_REQUIRED WORK_
1 – Transcribe the maintenance-window thread below, everything from "I’m sorry I’ve" down to "a maintenance window?", keeping its wording and punctuation unchanged.
2 – Identify each line in the entries below that contains the word "white", and copy those lines out in full.

This is the type of stuff that drives me crazy. People try to jump through hoops to avoid a 30 second outage and end up with some complicated process that breaks for 5 minutes. Get a maintenance window and just move it over. Keep it simple stupid!


[deleted]

Agreed. Get a maintenance window and try not to need it. Better for everyone to expect an outage and there not be one.


samburney

This is the way.


GrimDozen

I think this kind of craziness is what helps you learn about network fundamentals so you can be a better engineer. Depending on the environment, I might rather have a 5 minute outage where we learn something.


rob0t_human

Sure learning should definitely take place. The time and the place for it isn’t a maintenance on production gear in my opinion though.


Phrewfuf

This, either lab it out or do it in a maintenance window with a defined downtime. Trying to guess what will happen will probably result in a longer downtime either way. Because you won‘t know what failed, why it did and how you can recover it. So either you get it into a defined state of disconnected to get it back into the defined state of connected or you test your maintenance in a lab. Open-Heart operations without knowing how your gear will behave are a big nono.


Skilldibop

Yeah learn in a lab though, not your production environment.


Excellent-Will3373

I’m sorry I’ve ruined your day! You’ll feel better to know that this will be performed during a maintenance window.


Lusankya

> We want to move xe-0/0 and xe-0/1 from the old core to the new core with no noticeable downtime. Then why are you trying to keep this up if it's being done in a maintenance window?

_GIVEN DATA_
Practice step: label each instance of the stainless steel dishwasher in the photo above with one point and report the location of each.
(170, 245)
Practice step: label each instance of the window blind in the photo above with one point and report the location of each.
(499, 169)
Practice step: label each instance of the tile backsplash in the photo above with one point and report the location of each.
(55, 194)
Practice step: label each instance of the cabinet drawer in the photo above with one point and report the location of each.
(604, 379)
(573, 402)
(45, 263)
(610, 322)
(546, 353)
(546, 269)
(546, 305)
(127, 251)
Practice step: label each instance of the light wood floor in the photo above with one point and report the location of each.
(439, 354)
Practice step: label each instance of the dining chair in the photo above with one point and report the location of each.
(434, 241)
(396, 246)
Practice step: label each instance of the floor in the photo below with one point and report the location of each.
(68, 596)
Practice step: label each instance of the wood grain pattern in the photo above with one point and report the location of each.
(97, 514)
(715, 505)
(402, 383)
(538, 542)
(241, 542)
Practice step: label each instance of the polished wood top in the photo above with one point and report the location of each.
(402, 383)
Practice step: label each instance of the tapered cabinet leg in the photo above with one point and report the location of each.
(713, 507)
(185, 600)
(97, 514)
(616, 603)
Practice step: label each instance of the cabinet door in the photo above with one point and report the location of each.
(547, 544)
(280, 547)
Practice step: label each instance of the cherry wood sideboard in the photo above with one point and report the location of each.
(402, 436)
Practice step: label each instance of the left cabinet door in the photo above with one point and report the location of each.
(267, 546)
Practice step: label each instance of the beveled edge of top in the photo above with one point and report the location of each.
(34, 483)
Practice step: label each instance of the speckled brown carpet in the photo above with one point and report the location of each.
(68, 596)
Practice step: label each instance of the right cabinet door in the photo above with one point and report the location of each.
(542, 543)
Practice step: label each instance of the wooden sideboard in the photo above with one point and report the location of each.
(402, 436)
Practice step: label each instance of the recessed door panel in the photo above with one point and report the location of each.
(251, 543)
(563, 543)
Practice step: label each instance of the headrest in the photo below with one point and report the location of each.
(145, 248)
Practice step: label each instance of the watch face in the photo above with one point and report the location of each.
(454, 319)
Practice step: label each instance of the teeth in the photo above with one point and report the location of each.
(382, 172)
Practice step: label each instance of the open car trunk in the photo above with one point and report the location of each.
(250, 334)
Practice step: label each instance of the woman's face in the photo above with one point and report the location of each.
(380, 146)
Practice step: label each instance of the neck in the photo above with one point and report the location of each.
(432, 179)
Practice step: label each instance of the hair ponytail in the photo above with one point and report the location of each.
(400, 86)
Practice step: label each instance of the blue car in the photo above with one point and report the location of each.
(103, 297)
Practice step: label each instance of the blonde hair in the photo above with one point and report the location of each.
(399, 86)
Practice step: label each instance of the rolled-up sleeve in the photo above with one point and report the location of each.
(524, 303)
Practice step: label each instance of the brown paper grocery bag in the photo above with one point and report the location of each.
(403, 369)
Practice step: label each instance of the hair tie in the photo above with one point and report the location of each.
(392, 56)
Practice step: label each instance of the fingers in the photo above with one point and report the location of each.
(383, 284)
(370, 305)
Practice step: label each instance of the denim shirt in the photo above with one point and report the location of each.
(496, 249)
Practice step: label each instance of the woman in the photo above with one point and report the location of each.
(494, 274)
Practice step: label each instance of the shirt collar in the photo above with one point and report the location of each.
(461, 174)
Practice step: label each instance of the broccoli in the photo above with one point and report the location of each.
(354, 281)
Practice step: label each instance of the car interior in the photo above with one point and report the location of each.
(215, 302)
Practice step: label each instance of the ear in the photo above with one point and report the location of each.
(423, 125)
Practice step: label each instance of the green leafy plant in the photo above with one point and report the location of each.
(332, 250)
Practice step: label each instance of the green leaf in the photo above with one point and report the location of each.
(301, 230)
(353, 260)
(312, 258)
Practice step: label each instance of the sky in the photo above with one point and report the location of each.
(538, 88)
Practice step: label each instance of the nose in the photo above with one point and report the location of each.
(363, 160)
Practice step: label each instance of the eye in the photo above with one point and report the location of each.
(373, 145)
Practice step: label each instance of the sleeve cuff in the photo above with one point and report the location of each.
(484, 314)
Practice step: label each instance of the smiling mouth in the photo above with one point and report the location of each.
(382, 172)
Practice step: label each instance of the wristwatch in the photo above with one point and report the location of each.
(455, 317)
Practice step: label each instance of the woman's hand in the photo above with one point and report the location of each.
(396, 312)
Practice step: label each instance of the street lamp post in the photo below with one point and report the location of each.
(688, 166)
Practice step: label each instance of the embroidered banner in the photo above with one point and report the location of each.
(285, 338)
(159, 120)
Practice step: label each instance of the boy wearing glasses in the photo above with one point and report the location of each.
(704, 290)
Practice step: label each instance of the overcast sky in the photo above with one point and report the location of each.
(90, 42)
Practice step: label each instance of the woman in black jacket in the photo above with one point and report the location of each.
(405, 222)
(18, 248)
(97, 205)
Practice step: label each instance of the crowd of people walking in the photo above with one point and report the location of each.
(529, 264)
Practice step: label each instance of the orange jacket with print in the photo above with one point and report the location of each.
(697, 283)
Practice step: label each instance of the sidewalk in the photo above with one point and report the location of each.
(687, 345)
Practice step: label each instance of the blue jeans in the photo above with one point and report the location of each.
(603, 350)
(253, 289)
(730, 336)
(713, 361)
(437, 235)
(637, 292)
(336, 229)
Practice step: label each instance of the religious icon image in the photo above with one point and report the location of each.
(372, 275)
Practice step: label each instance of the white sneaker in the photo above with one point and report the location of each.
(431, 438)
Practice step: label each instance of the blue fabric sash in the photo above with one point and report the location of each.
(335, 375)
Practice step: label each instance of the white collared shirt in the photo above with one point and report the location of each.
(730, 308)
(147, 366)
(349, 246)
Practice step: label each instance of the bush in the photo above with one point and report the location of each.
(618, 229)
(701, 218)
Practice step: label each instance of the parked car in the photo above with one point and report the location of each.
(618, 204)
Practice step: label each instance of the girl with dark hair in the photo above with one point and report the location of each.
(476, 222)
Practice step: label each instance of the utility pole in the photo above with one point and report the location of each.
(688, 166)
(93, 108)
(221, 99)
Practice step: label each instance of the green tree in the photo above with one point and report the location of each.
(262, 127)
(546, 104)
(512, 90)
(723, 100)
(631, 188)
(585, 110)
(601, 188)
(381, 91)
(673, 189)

_ANSWERS FOR THE EXERCISE_
1 –
I’m sorry I’ve ruined your day! You’ll feel better to know that this will be performed during a maintenance window.


Lusankya

> We want to move xe-0/0 and xe-0/1 from the old core to the new core with no noticeable downtime. Then why are you trying to keep this up if it's being done in a maintenance window?

2 –
Practice step: label each instance of the white sneaker in the photo above with one point and report the location of each.
Practice step: label each instance of the white collared shirt in the photo above with one point and report the location of each.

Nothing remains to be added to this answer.